>> Begin Source excerpt

OMTPlan is a Python platform for optimal planning in numeric domains via reductions to Satisfiability Modulo Theories (SMT) and Optimization Modulo Theories (OMT). Currently, OMTPlan supports the expressive power of PDDL2.1 level 2 and features procedures for both satisficing and optimal planning. OMTPlan provides an open, easy to extend, yet efficient implementation framework. These goals are achieved through a modular design and the extensive use of state-of-the-art systems for SMT/OMT solving.


AI Planning can be defined as the model-based approach to intelligent behaviour, where a model of the world and of possible actions to be performed is used to decide on a sequence of actions, a plan, that brings the world to a desired state [6].

Satisfiability Modulo Theories (SMT) [2] and its extension Optimization Modulo Theories (OMT) [17] are two powerful frameworks that have been used to model, and reason about, expressive planning problems. While SMT technology has long enjoyed popularity within the planning community, the application of OMT to planning has remained unexplored until recently. In [11] we introduced the first domain-independent reduction from optimal planning to OMT solving. More specifically, we presented an OMT-based algorithm to solve optimal numeric planning problems where actions are equipped with unitary (all actions have cost 1), constant (actions have constant costs 1) or state-dependent action costs (SDAC), where the cost of executing an action is a function of the state where it is executed [9]. Notably, no tool support exists for integrated reasoning on problems of the latter class and state-of-the-art (SoA) planners either do not support SDAC upfront, e.g. [14], or solve them with uninformed search, a general class of search algorithms that explore the solution space of a planning problem ignoring domain specific knowledge such as cost structures, e.g. [12].

>> End Source excerpt
>> Begin Data section

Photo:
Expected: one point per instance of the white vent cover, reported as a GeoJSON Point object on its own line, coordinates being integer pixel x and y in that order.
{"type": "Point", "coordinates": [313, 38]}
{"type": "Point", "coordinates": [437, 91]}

>> End Data section

Tasks to complete:
1: From the OMTPlan passage, extract the stretch from "OMTPlan is a" through "for SMT/OMT solving." and copy it word for word.
2: Pick up the text on OMTPlan and planning with SMT and OMT where it stops, and write what follows the last sentence shown.

The replies:
1:
OMTPlan is a Python platform for optimal planning in numeric domains via reductions to Satisfiability Modulo Theories (SMT) and Optimization Modulo Theories (OMT). Currently, OMTPlan supports the expressive power of PDDL2.1 level 2 and features procedures for both satisficing and optimal planning. OMTPlan provides an open, easy to extend, yet efficient implementation framework. These goals are achieved through a modular design and the extensive use of state-of-the-art systems for SMT/OMT solving.

2:
The present contribution is intended to fill this gap as we introduce OMTPlan, the first planner that leverages state-of-the-art satisfiability techniques to solve optimal planning problems in the presence of rich cost structures. OMTPlan is implemented in Python and presents a modular architecture that can be easily extended with new functionalities. Besides offering solving capabilities, OMTPlan can also act as a translator from PDDL [5], the standard language of planning, to SMT-LIB [1] thus providing a new source of challenging benchmarks for the automated reasoning community – see, e.g. [3] for such an application of the tool. The planner is open-sourced under a GNU General Public License, version 3 (GPL-3.0). Source code and the related documentation are available online at:

2.System Architecture

OMTPlan realises its functionalities through the interaction of the components represented in Fig. 1. Each component takes care of different phases of the planning process as detailed in the following.

Figure 1.

OMTPlan: internal work-flow.

OMTPlan: internal work-flow.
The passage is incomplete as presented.